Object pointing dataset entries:
'''
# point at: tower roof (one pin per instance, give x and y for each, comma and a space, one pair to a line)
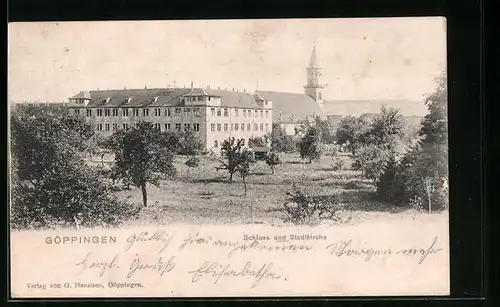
313, 62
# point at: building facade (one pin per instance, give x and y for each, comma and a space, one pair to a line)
213, 115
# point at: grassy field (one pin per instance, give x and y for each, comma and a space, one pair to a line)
205, 195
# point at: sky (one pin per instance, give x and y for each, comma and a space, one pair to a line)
370, 58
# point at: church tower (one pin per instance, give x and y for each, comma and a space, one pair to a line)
313, 88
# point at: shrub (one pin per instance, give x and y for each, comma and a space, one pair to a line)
304, 209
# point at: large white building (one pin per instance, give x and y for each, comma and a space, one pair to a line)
213, 114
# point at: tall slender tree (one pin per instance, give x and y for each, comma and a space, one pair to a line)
144, 155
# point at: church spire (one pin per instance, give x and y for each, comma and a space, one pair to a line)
313, 62
314, 88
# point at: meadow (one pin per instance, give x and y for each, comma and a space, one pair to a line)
203, 195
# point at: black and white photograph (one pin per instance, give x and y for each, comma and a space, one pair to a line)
225, 158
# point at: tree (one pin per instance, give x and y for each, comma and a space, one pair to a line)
272, 159
309, 144
386, 129
423, 168
327, 136
52, 186
256, 142
234, 155
188, 143
143, 154
371, 160
349, 131
194, 161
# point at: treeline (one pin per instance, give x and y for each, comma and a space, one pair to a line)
414, 174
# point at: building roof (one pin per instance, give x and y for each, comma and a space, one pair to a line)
292, 107
164, 97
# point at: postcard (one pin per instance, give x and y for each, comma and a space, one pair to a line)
228, 158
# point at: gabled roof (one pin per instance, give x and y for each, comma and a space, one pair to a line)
357, 107
292, 107
165, 97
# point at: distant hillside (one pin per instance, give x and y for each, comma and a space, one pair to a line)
358, 107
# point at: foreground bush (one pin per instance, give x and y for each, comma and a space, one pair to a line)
51, 185
302, 208
420, 178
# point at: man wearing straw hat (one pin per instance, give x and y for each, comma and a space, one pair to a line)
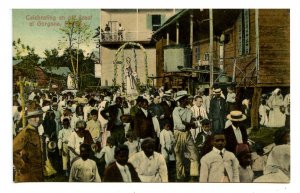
182, 117
217, 111
27, 152
236, 134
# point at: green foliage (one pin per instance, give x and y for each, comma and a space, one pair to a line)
75, 33
28, 56
52, 59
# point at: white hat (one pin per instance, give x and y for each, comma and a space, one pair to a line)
181, 94
54, 86
81, 100
51, 146
34, 110
217, 91
107, 98
236, 116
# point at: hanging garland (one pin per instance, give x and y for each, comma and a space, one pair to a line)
115, 62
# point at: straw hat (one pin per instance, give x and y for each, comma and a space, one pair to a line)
181, 94
217, 91
81, 100
51, 146
34, 110
236, 116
'''
» **WHAT YOU ARE ASKED TO DO**:
Write out the lines without changes, beginning at the line that contains "# point at: meadow" and stopping after the last of the entries, and leave the pictures out of your answer.

» **EXPECTED OUTPUT**:
# point at: meadow (one pin per instance, give x and y for each, comma and a space, one pair to a line)
203, 195
# point at: black and white photograph (one pin per instance, give x and y for each, comma and a space, one pair to a line)
225, 158
# point at: tree (one pin per instance, give x and y for each, comma and a space, one pair to a line)
272, 159
309, 144
386, 129
423, 168
327, 136
52, 186
256, 142
234, 155
188, 143
143, 154
371, 160
349, 131
194, 161
# point at: treeline (one pin per instance, give x and y for each, comma and a space, one pair to a line)
414, 174
# point at: building roof (one pin per instance, give x and y for each, comma and a space, one pair to a line)
292, 107
164, 97
# point at: postcard (one pin per instance, give x and y for each, comma and a space, one pair to a line)
228, 158
# point at: gabled roof (one pin per instance, give x and y for each, comma and a space, one pair to a line)
357, 107
292, 107
165, 97
# point at: distant hillside (one pin per instance, give x and y for each, comma and a space, one pair to a line)
358, 107
# point at: foreground bush (one pin per instance, give x and y for each, comma and a space, one pair to a line)
51, 185
302, 208
420, 178
# point at: man wearing straw hat (one pin per instance, give x and y for each, comma and a space, one pair to a line)
182, 117
217, 111
27, 152
236, 134
# point at: green foliage (one pin per instance, give x and y for each, comma and a space, one pair to a line)
75, 33
28, 56
52, 59
# point at: white hat (one pin per instance, give x and y for each, comma and a space, one pair to a line)
181, 94
54, 86
81, 100
51, 146
34, 110
217, 91
107, 98
236, 116
# point at: hanging garland (one pin per instance, give x and y for each, comma and a space, one pair to a line)
115, 62
# point at: straw hat (one pin per instance, give x and y for each, comma and a space, one pair to a line)
181, 94
217, 91
81, 100
51, 146
34, 110
236, 116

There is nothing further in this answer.